> **Directions**:
Report each line in the data below that contains the word "light".

Stored data entries:
-- start --

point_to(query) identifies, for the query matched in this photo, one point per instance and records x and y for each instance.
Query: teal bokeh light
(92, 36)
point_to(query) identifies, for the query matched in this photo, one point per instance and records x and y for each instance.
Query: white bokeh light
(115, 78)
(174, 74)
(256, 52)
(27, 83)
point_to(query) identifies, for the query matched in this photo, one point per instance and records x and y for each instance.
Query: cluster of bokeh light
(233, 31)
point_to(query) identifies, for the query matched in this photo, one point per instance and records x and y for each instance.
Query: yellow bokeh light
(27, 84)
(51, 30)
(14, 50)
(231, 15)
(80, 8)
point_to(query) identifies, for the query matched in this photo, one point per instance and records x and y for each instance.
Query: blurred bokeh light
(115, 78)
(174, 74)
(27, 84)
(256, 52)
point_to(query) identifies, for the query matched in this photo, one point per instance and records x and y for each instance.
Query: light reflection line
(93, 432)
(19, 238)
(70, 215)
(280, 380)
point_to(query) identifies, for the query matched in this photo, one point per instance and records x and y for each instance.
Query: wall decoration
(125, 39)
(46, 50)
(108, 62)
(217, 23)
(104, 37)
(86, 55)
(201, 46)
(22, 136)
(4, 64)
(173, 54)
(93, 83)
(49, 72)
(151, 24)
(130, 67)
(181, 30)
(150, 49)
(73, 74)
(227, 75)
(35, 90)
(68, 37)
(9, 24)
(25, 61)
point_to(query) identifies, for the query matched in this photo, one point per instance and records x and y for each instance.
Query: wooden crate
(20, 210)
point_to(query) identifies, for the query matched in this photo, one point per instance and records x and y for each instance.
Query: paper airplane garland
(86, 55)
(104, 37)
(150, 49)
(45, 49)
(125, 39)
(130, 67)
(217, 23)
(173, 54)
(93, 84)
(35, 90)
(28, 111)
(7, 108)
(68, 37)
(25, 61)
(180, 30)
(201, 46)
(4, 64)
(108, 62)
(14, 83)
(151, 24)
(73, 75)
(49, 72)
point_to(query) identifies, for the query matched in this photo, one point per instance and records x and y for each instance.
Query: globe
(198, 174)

-- end --

> **Complete answer**:
Query: teal bokeh light
Query: white bokeh light
Query: cluster of bokeh light
Query: yellow bokeh light
Query: blurred bokeh light
Query: light reflection line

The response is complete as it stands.